*Records to use:*
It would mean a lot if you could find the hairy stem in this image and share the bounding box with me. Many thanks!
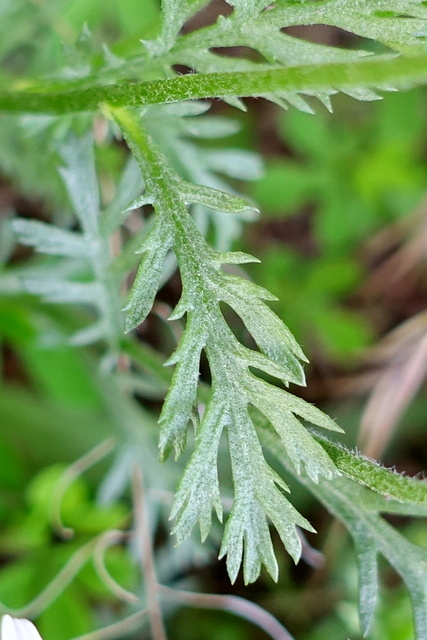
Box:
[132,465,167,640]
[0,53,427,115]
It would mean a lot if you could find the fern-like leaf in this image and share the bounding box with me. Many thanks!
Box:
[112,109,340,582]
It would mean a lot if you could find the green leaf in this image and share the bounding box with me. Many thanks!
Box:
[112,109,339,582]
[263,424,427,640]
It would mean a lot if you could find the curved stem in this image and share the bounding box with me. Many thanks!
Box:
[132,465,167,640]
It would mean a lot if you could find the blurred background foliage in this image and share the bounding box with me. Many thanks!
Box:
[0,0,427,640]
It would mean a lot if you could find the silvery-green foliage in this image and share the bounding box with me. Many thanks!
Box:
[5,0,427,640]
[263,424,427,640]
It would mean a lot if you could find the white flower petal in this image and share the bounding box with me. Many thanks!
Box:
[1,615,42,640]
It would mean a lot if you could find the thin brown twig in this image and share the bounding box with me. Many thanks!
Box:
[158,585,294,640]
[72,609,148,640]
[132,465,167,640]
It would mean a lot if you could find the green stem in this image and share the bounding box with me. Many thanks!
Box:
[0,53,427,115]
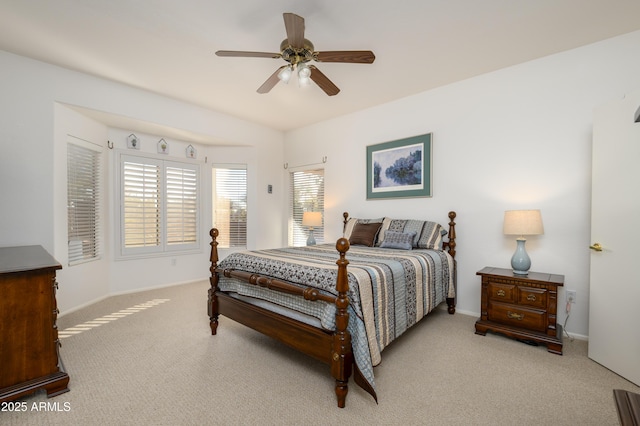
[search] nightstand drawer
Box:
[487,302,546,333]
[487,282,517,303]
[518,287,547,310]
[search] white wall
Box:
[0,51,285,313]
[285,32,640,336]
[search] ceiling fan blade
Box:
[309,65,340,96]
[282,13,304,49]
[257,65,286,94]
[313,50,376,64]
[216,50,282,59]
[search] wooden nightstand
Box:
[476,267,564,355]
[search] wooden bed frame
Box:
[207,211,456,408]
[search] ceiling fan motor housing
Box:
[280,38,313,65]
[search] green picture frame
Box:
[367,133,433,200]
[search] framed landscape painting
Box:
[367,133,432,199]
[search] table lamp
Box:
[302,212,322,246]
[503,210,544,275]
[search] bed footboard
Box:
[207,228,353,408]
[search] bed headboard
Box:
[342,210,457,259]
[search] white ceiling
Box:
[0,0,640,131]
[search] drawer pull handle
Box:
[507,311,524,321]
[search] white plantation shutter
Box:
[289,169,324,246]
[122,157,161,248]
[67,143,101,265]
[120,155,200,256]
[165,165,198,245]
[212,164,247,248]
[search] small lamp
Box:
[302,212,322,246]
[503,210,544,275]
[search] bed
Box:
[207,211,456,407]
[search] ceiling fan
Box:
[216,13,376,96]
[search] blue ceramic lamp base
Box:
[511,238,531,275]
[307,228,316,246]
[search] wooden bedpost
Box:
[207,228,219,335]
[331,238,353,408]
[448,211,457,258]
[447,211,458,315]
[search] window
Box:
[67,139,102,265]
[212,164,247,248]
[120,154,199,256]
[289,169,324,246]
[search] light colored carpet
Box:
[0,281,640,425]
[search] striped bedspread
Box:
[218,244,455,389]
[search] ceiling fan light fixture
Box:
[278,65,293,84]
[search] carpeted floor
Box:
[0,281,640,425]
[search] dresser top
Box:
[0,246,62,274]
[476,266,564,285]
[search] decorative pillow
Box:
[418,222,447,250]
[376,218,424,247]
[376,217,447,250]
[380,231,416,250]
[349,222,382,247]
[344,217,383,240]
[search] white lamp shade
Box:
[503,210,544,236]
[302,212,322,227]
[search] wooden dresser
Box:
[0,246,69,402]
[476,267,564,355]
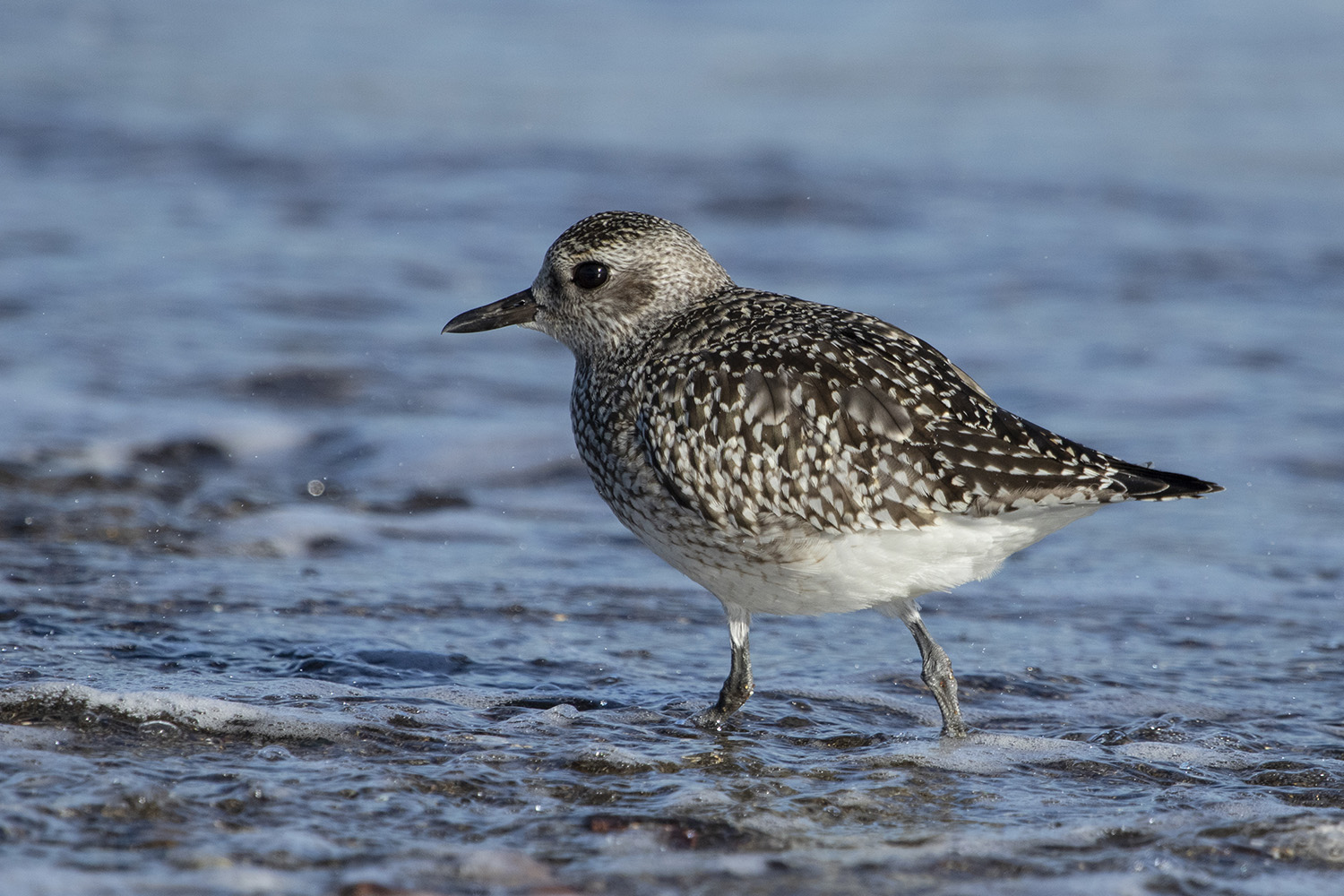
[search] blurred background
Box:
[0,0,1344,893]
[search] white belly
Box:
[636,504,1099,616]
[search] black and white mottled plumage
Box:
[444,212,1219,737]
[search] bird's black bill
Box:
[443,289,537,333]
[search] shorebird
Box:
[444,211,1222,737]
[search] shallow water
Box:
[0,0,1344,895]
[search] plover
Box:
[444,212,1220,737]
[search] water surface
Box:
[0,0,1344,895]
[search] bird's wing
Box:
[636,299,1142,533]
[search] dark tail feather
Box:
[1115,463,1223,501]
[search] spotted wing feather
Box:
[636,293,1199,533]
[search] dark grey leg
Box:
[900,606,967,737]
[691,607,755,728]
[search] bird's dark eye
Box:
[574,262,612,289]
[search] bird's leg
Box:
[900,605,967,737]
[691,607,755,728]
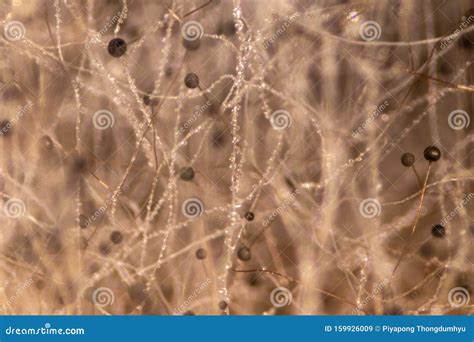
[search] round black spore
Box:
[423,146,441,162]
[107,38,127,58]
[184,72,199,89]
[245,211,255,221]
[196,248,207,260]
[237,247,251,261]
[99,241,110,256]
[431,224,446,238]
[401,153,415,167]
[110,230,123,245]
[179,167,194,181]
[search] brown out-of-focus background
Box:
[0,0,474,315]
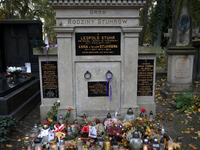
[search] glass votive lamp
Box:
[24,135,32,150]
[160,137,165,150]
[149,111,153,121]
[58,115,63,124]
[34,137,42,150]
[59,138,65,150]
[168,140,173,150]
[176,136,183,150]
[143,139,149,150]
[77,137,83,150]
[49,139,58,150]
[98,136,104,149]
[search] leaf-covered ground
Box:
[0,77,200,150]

*Stated task:*
Copy out all of the lines above word for word, and leave out the pictures.

*The output:*
It would mean a lot if you could find the hairy stem in this image and share the bounding box with me. Many thanks!
Box:
[132,465,167,640]
[0,53,427,115]
It would mean a lot if you could find the fern-like leaf in this image and share the bounding box with me. Many thanks!
Box:
[112,109,340,582]
It would mean a lot if you could find the green leaf in this image and share the bounding box with me. Many thanks!
Box:
[112,109,339,582]
[263,424,427,640]
It would mean a lot if you could find the curved stem in this image and share the bounding box with me. Many thanks!
Box:
[132,465,167,640]
It would mean a lot if you could find the blurred background foliage in this image and share the bounding box with me. Many thanks!
Box:
[0,0,427,640]
It would mean a lot if you could find the silvery-green foliage in this image and share the bounding box with me. Many thanks!
Box:
[5,0,427,640]
[263,424,427,640]
It would mean a lot if you could find the white flower petal in this image and share the bounding box with me. Many thanks!
Box:
[1,615,42,640]
It would mean a lot if you could find the thin brown twig in this image and share the bounding box with me. Many thanks!
Box:
[158,585,294,640]
[72,609,148,640]
[132,465,167,640]
It would mean a lot if you could find the green stem in this image and share the bounding box with me. Many thanks!
Box:
[0,53,427,115]
[search] nightstand drawer
Box:
[487,302,546,333]
[487,282,517,303]
[518,287,547,310]
[search] white wall
Box:
[0,51,285,313]
[285,32,640,336]
[search] ceiling fan blade
Box:
[309,65,340,96]
[282,13,304,49]
[257,65,286,94]
[313,50,376,64]
[216,50,282,59]
[search] wooden nightstand
Box:
[476,267,564,355]
[search] wooden bed frame
Box:
[207,211,456,408]
[search] ceiling fan motor housing
Box:
[280,38,313,65]
[search] green picture frame
Box:
[367,133,433,200]
[search] framed landscape painting
Box:
[367,133,432,199]
[search] table lamp
Box:
[302,212,322,246]
[503,210,544,275]
[search] bed footboard
Box:
[207,228,353,408]
[search] bed headboard
Box:
[342,210,457,259]
[search] white ceiling
Box:
[0,0,640,131]
[search] drawer pull handle
Box:
[507,311,524,321]
[search] white plantation shutter
Box:
[289,169,324,246]
[122,157,161,248]
[67,143,101,265]
[120,155,200,256]
[165,165,198,245]
[212,164,247,248]
[search] small lamp
Box:
[302,212,322,246]
[503,210,544,275]
[search] bed
Box:
[207,211,456,407]
[search] ceiling fan
Box:
[216,13,376,96]
[search] blue ceramic lamp base
Box:
[511,238,531,275]
[307,228,316,246]
[search] wooden bedpost
Box:
[207,228,219,335]
[331,238,353,408]
[448,211,457,258]
[447,211,458,315]
[search] window
Box:
[67,139,102,265]
[212,164,247,248]
[120,154,199,256]
[289,169,324,246]
[search] light colored carpet
Box:
[0,281,640,425]
[search] striped bedspread
Box:
[218,244,455,389]
[search] ceiling fan light fixture
Box:
[278,65,293,84]
[search] carpeted floor
Box:
[0,281,640,425]
[search] dresser top
Box:
[0,246,62,274]
[476,266,564,285]
[search] decorative pillow
Box:
[418,222,447,250]
[376,218,424,247]
[376,217,447,250]
[380,231,416,250]
[349,222,382,247]
[344,217,383,240]
[search] white lamp shade
Box:
[503,210,544,236]
[302,212,322,227]
[search] wooden dresser
Box:
[0,246,69,402]
[476,267,564,355]
[search] blurred background
Box:
[0,0,1344,893]
[search] white belly
Box:
[636,504,1099,616]
[search] black and white mottled plumage
Box:
[444,212,1219,737]
[search] bird's black bill
Box:
[443,289,537,333]
[search] shorebird
Box:
[444,211,1222,737]
[search] shallow water
Box:
[0,0,1344,895]
[search] plover
Box:
[444,212,1220,737]
[search] water surface
Box:
[0,0,1344,895]
[search] bird's wing
Box:
[636,299,1142,533]
[search] dark tail feather
Box:
[1115,463,1223,501]
[search] spotted wing feather
Box:
[636,293,1199,533]
[search] dark grey leg
Box:
[900,606,967,737]
[691,607,755,728]
[search] bird's dark eye
Box:
[574,262,612,289]
[search] bird's leg
Box:
[900,605,967,737]
[691,607,755,728]
[search] round black spore
Box:
[423,146,441,162]
[107,38,127,58]
[184,72,199,89]
[245,211,255,221]
[196,248,207,260]
[237,247,251,261]
[99,241,110,256]
[431,224,446,238]
[401,153,415,167]
[110,230,123,245]
[179,167,194,181]
[search] brown out-of-focus background
Box:
[0,0,474,315]
[search] glass votive lamp
Box:
[24,135,32,150]
[160,137,165,150]
[149,111,153,121]
[58,115,63,124]
[34,137,42,150]
[59,138,65,150]
[168,140,173,150]
[176,136,183,150]
[143,139,149,150]
[77,137,83,150]
[49,139,58,150]
[98,136,104,149]
[search] leaf-covered ground
Box:
[0,77,200,150]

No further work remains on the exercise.